Task data:
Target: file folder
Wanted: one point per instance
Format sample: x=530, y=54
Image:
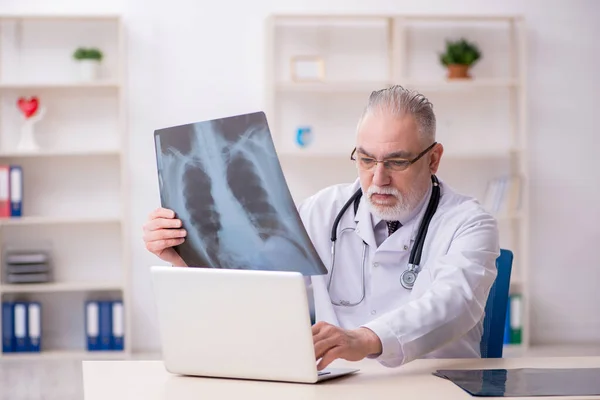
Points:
x=8, y=336
x=105, y=325
x=35, y=327
x=516, y=322
x=4, y=191
x=21, y=335
x=118, y=322
x=16, y=191
x=92, y=330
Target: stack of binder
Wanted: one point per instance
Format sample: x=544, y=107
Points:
x=21, y=327
x=104, y=321
x=11, y=191
x=27, y=267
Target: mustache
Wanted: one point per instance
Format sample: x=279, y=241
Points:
x=374, y=189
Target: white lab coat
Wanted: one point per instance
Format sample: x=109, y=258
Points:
x=442, y=317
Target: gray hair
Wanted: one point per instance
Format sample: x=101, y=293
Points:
x=400, y=101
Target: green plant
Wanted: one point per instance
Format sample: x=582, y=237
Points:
x=460, y=52
x=83, y=53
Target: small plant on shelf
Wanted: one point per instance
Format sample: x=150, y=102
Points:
x=460, y=55
x=89, y=60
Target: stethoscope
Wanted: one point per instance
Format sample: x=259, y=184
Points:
x=409, y=276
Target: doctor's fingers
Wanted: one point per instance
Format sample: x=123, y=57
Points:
x=162, y=223
x=158, y=246
x=325, y=345
x=161, y=212
x=163, y=234
x=329, y=357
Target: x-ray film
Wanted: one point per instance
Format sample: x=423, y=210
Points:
x=223, y=179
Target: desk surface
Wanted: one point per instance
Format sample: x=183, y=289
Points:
x=149, y=380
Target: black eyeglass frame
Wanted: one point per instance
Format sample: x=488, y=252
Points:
x=401, y=163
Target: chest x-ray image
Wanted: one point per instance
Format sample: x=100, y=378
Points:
x=223, y=179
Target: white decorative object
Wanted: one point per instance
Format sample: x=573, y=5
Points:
x=89, y=70
x=307, y=68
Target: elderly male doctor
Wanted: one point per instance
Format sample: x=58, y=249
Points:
x=365, y=306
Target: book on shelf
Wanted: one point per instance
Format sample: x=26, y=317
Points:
x=104, y=325
x=11, y=191
x=21, y=327
x=27, y=266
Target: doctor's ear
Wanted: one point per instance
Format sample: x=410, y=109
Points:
x=435, y=157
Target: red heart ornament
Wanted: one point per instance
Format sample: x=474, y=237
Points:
x=28, y=107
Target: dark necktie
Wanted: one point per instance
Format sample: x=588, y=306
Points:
x=392, y=226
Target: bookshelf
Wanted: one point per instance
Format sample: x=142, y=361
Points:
x=481, y=121
x=75, y=187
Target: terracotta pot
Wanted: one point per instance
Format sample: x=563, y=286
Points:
x=458, y=71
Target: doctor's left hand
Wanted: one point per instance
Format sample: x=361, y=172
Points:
x=332, y=342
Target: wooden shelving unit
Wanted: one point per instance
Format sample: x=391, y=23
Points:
x=75, y=194
x=481, y=122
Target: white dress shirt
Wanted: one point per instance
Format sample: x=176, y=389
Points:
x=442, y=315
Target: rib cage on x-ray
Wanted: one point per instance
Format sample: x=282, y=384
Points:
x=224, y=181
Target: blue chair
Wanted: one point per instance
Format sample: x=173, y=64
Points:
x=492, y=339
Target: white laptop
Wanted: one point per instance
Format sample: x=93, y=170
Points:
x=234, y=323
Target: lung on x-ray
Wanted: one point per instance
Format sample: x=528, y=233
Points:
x=224, y=181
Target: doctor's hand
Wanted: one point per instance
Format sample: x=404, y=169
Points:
x=332, y=342
x=161, y=233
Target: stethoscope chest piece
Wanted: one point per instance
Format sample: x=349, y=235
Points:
x=408, y=278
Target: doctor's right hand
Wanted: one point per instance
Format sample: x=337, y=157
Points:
x=161, y=233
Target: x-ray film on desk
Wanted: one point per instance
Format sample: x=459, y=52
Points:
x=224, y=181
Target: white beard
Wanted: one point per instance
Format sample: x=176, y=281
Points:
x=405, y=204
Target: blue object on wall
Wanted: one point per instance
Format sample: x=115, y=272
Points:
x=304, y=136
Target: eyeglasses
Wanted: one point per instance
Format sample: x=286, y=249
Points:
x=395, y=164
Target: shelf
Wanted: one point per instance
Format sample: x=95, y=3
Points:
x=331, y=87
x=368, y=86
x=68, y=355
x=460, y=84
x=61, y=17
x=59, y=85
x=60, y=287
x=60, y=153
x=22, y=221
x=313, y=153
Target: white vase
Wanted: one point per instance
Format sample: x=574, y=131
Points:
x=89, y=70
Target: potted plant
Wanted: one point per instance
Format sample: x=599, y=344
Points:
x=89, y=62
x=460, y=55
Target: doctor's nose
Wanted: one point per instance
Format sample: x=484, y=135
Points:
x=381, y=175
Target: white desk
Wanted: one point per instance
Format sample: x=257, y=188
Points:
x=149, y=380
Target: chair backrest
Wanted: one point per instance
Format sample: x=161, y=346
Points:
x=492, y=340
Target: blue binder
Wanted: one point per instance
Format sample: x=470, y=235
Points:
x=92, y=328
x=105, y=325
x=20, y=326
x=16, y=191
x=118, y=326
x=34, y=327
x=8, y=337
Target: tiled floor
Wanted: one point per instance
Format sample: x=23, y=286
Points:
x=48, y=379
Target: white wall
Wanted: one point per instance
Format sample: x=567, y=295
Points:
x=191, y=60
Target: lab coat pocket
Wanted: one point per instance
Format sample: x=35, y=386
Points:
x=422, y=283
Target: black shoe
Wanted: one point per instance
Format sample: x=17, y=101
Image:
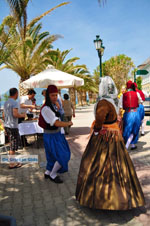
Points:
x=46, y=176
x=133, y=148
x=56, y=180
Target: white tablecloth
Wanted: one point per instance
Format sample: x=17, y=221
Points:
x=27, y=128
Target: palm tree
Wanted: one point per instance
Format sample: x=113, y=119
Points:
x=18, y=8
x=30, y=54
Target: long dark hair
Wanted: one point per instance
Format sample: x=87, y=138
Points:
x=49, y=104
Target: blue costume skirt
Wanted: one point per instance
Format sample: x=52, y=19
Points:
x=131, y=125
x=141, y=111
x=57, y=149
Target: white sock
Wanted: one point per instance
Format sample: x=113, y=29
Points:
x=142, y=126
x=47, y=172
x=56, y=167
x=129, y=141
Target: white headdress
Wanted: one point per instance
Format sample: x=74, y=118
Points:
x=108, y=91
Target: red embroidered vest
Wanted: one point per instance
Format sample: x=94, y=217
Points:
x=141, y=94
x=42, y=123
x=130, y=100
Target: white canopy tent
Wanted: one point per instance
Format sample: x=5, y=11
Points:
x=52, y=76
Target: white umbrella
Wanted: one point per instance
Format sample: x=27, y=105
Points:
x=52, y=76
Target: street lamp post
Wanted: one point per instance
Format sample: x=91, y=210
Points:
x=100, y=49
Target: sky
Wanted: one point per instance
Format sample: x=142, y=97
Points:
x=123, y=25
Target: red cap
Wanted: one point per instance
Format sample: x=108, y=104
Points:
x=135, y=84
x=129, y=84
x=52, y=89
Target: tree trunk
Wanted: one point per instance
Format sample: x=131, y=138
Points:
x=72, y=95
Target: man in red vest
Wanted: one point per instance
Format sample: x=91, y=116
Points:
x=131, y=117
x=141, y=108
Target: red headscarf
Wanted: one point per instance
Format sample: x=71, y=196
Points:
x=129, y=84
x=135, y=84
x=52, y=89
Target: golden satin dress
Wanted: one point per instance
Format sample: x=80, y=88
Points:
x=107, y=178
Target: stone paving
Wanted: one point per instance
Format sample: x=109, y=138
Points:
x=34, y=201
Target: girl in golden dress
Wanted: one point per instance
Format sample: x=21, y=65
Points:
x=107, y=178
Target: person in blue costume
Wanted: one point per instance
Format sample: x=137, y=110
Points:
x=56, y=147
x=141, y=108
x=131, y=118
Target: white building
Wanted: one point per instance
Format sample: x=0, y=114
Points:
x=145, y=78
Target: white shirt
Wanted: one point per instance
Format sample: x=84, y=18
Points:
x=121, y=100
x=48, y=115
x=24, y=100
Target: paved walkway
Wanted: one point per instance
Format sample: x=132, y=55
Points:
x=34, y=201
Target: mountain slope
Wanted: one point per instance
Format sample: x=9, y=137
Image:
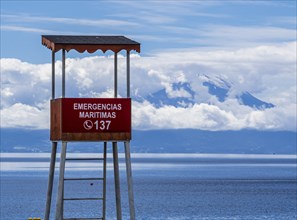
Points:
x=167, y=141
x=182, y=94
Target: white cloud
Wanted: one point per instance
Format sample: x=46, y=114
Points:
x=267, y=71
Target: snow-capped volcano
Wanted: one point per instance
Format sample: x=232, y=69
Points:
x=183, y=94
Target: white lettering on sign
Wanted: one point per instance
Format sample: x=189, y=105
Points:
x=99, y=125
x=97, y=106
x=97, y=115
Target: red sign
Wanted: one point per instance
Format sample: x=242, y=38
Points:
x=81, y=115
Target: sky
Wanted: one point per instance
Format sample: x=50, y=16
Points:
x=249, y=44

Requirement:
Show the lines of the material that contain the word "dark".

Written answer:
Target: dark necktie
Target: long dark hair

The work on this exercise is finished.